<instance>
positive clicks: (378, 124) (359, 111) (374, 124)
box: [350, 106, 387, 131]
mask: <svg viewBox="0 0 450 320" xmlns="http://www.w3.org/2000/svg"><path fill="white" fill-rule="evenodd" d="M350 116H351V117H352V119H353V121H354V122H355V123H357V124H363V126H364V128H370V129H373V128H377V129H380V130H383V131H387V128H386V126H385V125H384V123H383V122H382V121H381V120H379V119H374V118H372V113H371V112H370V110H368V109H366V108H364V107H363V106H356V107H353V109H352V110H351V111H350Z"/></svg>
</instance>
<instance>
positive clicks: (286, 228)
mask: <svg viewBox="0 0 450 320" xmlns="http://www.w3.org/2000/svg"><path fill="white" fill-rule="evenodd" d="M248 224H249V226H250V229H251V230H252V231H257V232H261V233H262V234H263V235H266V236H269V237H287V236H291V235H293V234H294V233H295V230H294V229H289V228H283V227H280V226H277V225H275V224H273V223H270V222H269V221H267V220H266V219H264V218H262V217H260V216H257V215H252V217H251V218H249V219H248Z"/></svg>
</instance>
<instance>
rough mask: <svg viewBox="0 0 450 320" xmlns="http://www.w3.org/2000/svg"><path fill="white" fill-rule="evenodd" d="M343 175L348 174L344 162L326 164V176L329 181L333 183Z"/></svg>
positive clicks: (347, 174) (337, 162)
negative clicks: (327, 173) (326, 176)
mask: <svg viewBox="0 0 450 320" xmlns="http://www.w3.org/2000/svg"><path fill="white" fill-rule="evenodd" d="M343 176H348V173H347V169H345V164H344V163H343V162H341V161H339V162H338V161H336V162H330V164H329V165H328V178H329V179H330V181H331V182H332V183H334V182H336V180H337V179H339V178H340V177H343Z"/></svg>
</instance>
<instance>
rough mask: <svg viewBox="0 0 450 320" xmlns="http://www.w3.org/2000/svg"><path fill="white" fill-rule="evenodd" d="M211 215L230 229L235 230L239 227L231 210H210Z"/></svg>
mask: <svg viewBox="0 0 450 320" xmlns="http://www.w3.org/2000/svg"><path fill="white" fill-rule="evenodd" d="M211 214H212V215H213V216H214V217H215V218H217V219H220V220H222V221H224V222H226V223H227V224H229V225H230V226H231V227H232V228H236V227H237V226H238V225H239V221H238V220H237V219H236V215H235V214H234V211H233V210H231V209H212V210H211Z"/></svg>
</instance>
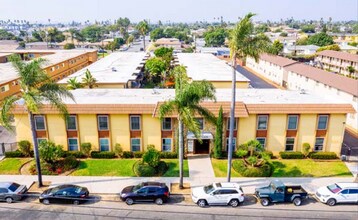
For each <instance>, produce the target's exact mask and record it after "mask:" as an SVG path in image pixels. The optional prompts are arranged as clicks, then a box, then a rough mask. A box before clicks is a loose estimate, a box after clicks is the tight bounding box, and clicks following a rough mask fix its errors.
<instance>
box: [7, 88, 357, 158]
mask: <svg viewBox="0 0 358 220" xmlns="http://www.w3.org/2000/svg"><path fill="white" fill-rule="evenodd" d="M230 94H231V90H230V89H217V91H216V98H217V101H216V102H212V101H205V102H203V103H202V106H204V107H206V108H208V109H209V110H210V111H212V112H213V113H214V114H215V115H218V112H219V109H220V106H222V107H223V111H224V117H225V120H224V121H225V123H224V124H225V125H224V132H223V135H224V140H223V142H224V143H223V145H224V147H223V148H224V149H223V150H227V147H228V146H227V145H228V136H229V131H228V129H229V126H228V125H229V122H228V121H229V120H228V115H229V112H230V97H231V95H230ZM73 95H74V97H75V100H76V102H73V101H71V100H64V101H65V103H66V104H67V107H68V111H69V113H70V118H69V120H68V121H67V123H65V121H64V120H63V118H62V117H61V116H60V115H59V114H58V112H57V111H56V110H54V109H53V108H51V107H50V106H46V105H45V106H44V107H43V108H42V109H41V114H35V115H34V119H35V129H36V134H37V138H38V139H37V141H39V142H40V141H42V140H44V139H46V140H51V141H54V142H55V143H57V144H61V145H63V146H64V149H65V150H71V151H76V150H80V145H81V143H84V142H90V143H91V144H92V146H93V150H100V151H111V150H113V147H114V145H115V144H116V143H119V144H121V146H122V147H123V150H130V151H144V150H146V147H147V145H149V144H152V145H155V147H156V148H157V149H158V150H160V151H173V150H174V148H175V146H176V137H177V133H176V132H177V116H176V115H175V114H173V115H168V117H167V118H165V119H164V120H163V121H160V120H159V115H158V108H159V106H160V105H161V104H162V103H163V102H164V101H166V100H169V99H171V98H173V97H174V95H175V91H174V90H173V89H158V90H156V91H155V92H154V91H153V90H151V89H134V90H130V89H92V90H90V89H78V90H74V91H73ZM236 95H237V99H236V106H237V107H236V111H235V128H234V130H235V132H234V145H235V147H237V146H238V145H240V144H242V143H245V142H246V141H248V140H252V139H257V140H258V141H260V142H261V144H262V145H263V146H264V147H265V149H266V150H270V151H273V152H274V153H275V154H278V152H280V151H301V150H302V145H303V143H309V144H310V145H311V146H312V149H313V150H315V151H332V152H336V153H339V151H340V147H341V143H342V140H343V132H344V129H345V119H346V114H347V113H352V112H354V109H353V108H352V106H351V104H349V103H347V102H344V101H341V100H337V99H332V98H330V97H323V96H318V95H315V94H307V93H306V94H301V93H300V92H298V91H282V90H274V89H238V90H237V91H236ZM14 118H15V122H14V123H15V124H16V125H17V126H16V133H17V137H16V138H17V141H20V140H29V141H31V140H32V139H31V130H30V125H29V120H28V116H27V113H26V111H25V109H24V108H23V106H17V107H16V108H15V109H14ZM197 120H198V123H199V124H200V128H201V131H202V132H201V138H202V140H203V141H202V142H199V141H198V140H197V139H196V138H195V136H194V135H193V134H192V133H190V132H187V131H186V133H185V147H186V149H187V151H188V152H189V153H209V152H210V150H211V149H212V147H213V145H214V139H215V136H214V135H215V128H216V127H215V126H214V125H212V124H210V123H209V122H207V121H206V120H205V119H204V118H200V117H199V116H198V117H197Z"/></svg>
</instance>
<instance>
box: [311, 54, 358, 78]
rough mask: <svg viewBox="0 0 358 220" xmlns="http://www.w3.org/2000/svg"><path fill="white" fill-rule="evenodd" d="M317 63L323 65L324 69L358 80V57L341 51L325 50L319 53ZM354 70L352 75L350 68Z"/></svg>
mask: <svg viewBox="0 0 358 220" xmlns="http://www.w3.org/2000/svg"><path fill="white" fill-rule="evenodd" d="M315 61H316V62H318V63H320V64H321V65H322V68H323V69H325V70H329V71H332V72H336V73H340V74H343V75H345V76H349V75H351V76H354V77H356V78H358V55H357V54H351V53H347V52H341V51H333V50H324V51H321V52H319V53H317V57H316V58H315ZM349 66H351V67H353V68H354V72H353V73H352V74H351V73H350V72H349V71H348V67H349Z"/></svg>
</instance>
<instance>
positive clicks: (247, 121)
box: [236, 115, 256, 145]
mask: <svg viewBox="0 0 358 220" xmlns="http://www.w3.org/2000/svg"><path fill="white" fill-rule="evenodd" d="M237 135H238V140H236V142H237V145H240V144H243V143H245V142H247V141H249V140H253V139H255V138H256V115H249V117H247V118H239V130H238V134H237Z"/></svg>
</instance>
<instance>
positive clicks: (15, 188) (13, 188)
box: [9, 183, 20, 192]
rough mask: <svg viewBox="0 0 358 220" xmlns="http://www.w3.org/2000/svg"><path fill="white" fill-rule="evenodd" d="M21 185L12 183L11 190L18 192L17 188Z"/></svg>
mask: <svg viewBox="0 0 358 220" xmlns="http://www.w3.org/2000/svg"><path fill="white" fill-rule="evenodd" d="M19 186H20V185H19V184H17V183H12V184H11V185H10V186H9V190H11V191H13V192H15V191H16V190H17V188H19Z"/></svg>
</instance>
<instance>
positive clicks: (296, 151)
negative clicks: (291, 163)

● ● ● ● ●

What is being asked. Return the entries above in full and unchanged, omitting every image.

Expected answer.
<instance>
positive clicks: (378, 124) (359, 111) (374, 124)
box: [350, 106, 387, 131]
mask: <svg viewBox="0 0 450 320" xmlns="http://www.w3.org/2000/svg"><path fill="white" fill-rule="evenodd" d="M350 116H351V117H352V119H353V121H354V122H355V123H357V124H363V126H364V128H370V129H373V128H377V129H380V130H383V131H387V128H386V126H385V125H384V123H383V122H382V121H381V120H379V119H374V118H372V113H371V112H370V110H368V109H366V108H364V107H363V106H356V107H353V109H352V110H351V111H350Z"/></svg>
</instance>
<instance>
positive clicks: (286, 228)
mask: <svg viewBox="0 0 450 320" xmlns="http://www.w3.org/2000/svg"><path fill="white" fill-rule="evenodd" d="M248 224H249V226H250V229H251V230H252V231H257V232H261V233H262V234H263V235H266V236H269V237H287V236H291V235H293V234H294V233H295V230H294V229H289V228H283V227H280V226H277V225H275V224H273V223H270V222H269V221H267V220H266V219H264V218H262V217H260V216H257V215H252V217H251V218H249V219H248Z"/></svg>
</instance>
<instance>
rough mask: <svg viewBox="0 0 450 320" xmlns="http://www.w3.org/2000/svg"><path fill="white" fill-rule="evenodd" d="M343 175L348 174L344 162L326 164V176L329 181L333 183Z"/></svg>
positive clicks: (347, 174) (337, 162)
negative clicks: (327, 173) (326, 176)
mask: <svg viewBox="0 0 450 320" xmlns="http://www.w3.org/2000/svg"><path fill="white" fill-rule="evenodd" d="M343 176H348V173H347V169H345V164H344V163H343V162H341V161H339V162H338V161H336V162H330V164H329V165H328V178H329V179H330V181H331V182H332V183H334V182H336V180H337V179H339V178H340V177H343Z"/></svg>
</instance>
<instance>
rough mask: <svg viewBox="0 0 450 320" xmlns="http://www.w3.org/2000/svg"><path fill="white" fill-rule="evenodd" d="M211 215L230 229L235 230L239 227L231 210H210Z"/></svg>
mask: <svg viewBox="0 0 450 320" xmlns="http://www.w3.org/2000/svg"><path fill="white" fill-rule="evenodd" d="M211 214H212V215H213V216H214V217H215V218H217V219H220V220H222V221H224V222H226V223H227V224H229V225H230V226H231V227H232V228H236V227H237V226H238V225H239V221H238V220H237V219H236V215H235V214H234V211H233V210H231V209H212V210H211Z"/></svg>
</instance>
For each <instance>, produce the target's exact mask and record it after "mask:" as an SVG path in image pixels. The optional prompts are arranged as clicks, then a box, then a rough mask. A box before clicks is a loose estimate, a box after clicks is the tight bounding box, and clicks following a rough mask fix its errors.
<instance>
box: [7, 88, 357, 158]
mask: <svg viewBox="0 0 358 220" xmlns="http://www.w3.org/2000/svg"><path fill="white" fill-rule="evenodd" d="M230 94H231V90H230V89H217V91H216V98H217V101H216V102H212V101H205V102H203V103H202V106H204V107H206V108H208V109H209V110H210V111H212V112H213V113H214V114H215V115H218V112H219V109H220V106H222V107H223V111H224V117H225V120H224V121H225V123H224V124H225V125H224V132H223V135H224V140H223V142H224V143H223V145H224V147H223V148H224V149H223V150H227V147H228V146H227V145H228V136H229V131H228V129H229V126H228V125H229V122H228V121H229V120H228V115H229V112H230V97H231V95H230ZM73 95H74V97H75V100H76V102H73V101H71V100H64V101H65V103H66V104H67V107H68V111H69V113H70V118H69V120H68V121H67V123H65V121H64V120H63V118H62V117H61V116H60V115H59V114H58V112H57V111H56V110H54V109H53V108H51V107H50V106H46V105H45V106H44V107H43V108H42V109H41V114H35V115H34V119H35V129H36V134H37V138H38V139H37V141H39V142H40V141H42V140H44V139H46V140H51V141H54V142H55V143H57V144H61V145H63V146H64V149H65V150H71V151H76V150H80V145H81V143H84V142H90V143H91V144H92V146H93V150H100V151H111V150H113V147H114V145H115V144H116V143H119V144H121V146H122V147H123V150H130V151H144V150H146V147H147V145H149V144H152V145H155V147H156V148H157V149H158V150H160V151H173V150H174V148H175V146H176V137H177V133H176V132H177V116H176V115H175V114H173V115H168V117H167V118H165V119H164V120H163V121H160V120H159V115H158V108H159V106H160V105H161V104H162V103H163V102H164V101H166V100H169V99H171V98H173V97H174V95H175V91H174V90H173V89H158V90H156V91H155V92H154V91H153V90H151V89H134V90H130V89H92V90H90V89H78V90H74V91H73ZM236 95H237V99H236V106H237V107H236V111H235V128H234V130H235V132H234V145H235V147H237V146H238V145H240V144H242V143H245V142H246V141H248V140H252V139H257V140H258V141H260V142H261V144H262V145H263V146H264V147H265V149H266V150H270V151H273V152H274V153H275V154H278V152H280V151H301V150H302V145H303V143H309V144H310V145H311V146H312V149H313V150H315V151H332V152H336V153H339V151H340V147H341V143H342V140H343V132H344V129H345V119H346V114H347V113H352V112H354V109H353V108H352V106H351V104H349V103H347V102H344V101H341V100H337V99H332V98H330V97H323V96H318V95H315V94H307V93H306V94H301V93H300V92H298V91H282V90H274V89H238V90H237V91H236ZM14 118H15V122H14V123H15V124H16V125H17V126H16V133H17V137H16V138H17V141H20V140H29V141H31V140H32V139H31V130H30V125H29V120H28V116H27V113H26V111H25V109H24V108H23V106H17V107H16V108H15V109H14ZM197 120H198V123H199V124H200V128H201V131H202V132H201V138H202V140H203V141H202V142H199V141H198V140H197V139H196V138H195V136H194V135H193V134H192V133H190V132H187V131H186V133H185V147H186V149H187V151H188V152H189V153H209V152H210V150H211V149H212V147H213V145H214V139H215V136H214V135H215V128H216V127H215V126H214V125H212V124H210V123H209V122H207V121H206V120H205V119H204V118H200V117H199V116H198V117H197Z"/></svg>
</instance>
<instance>
box: [311, 54, 358, 78]
rough mask: <svg viewBox="0 0 358 220" xmlns="http://www.w3.org/2000/svg"><path fill="white" fill-rule="evenodd" d="M317 63L323 65L324 69L358 80V57L341 51L325 50L319 53ZM354 70L352 75L350 68Z"/></svg>
mask: <svg viewBox="0 0 358 220" xmlns="http://www.w3.org/2000/svg"><path fill="white" fill-rule="evenodd" d="M315 61H316V62H318V63H320V64H321V65H322V68H323V69H325V70H329V71H332V72H336V73H340V74H343V75H345V76H349V75H351V76H354V77H356V78H358V55H357V54H351V53H347V52H341V51H333V50H324V51H321V52H319V53H317V57H316V58H315ZM349 66H351V67H353V68H354V72H353V73H352V74H351V73H350V72H349V71H348V67H349Z"/></svg>
</instance>
<instance>
positive clicks: (247, 121)
box: [236, 115, 256, 145]
mask: <svg viewBox="0 0 358 220" xmlns="http://www.w3.org/2000/svg"><path fill="white" fill-rule="evenodd" d="M237 135H238V140H236V142H237V145H240V144H243V143H245V142H247V141H249V140H253V139H255V138H256V115H249V117H247V118H239V130H238V134H237Z"/></svg>
</instance>
<instance>
positive clicks: (15, 188) (13, 188)
box: [9, 183, 20, 192]
rough mask: <svg viewBox="0 0 358 220" xmlns="http://www.w3.org/2000/svg"><path fill="white" fill-rule="evenodd" d="M21 185L12 183L11 190L18 192L17 188Z"/></svg>
mask: <svg viewBox="0 0 358 220" xmlns="http://www.w3.org/2000/svg"><path fill="white" fill-rule="evenodd" d="M19 186H20V185H19V184H17V183H12V184H11V185H10V186H9V190H11V191H13V192H15V191H16V190H17V188H19Z"/></svg>
</instance>
<instance>
positive clicks: (296, 151)
negative clicks: (291, 163)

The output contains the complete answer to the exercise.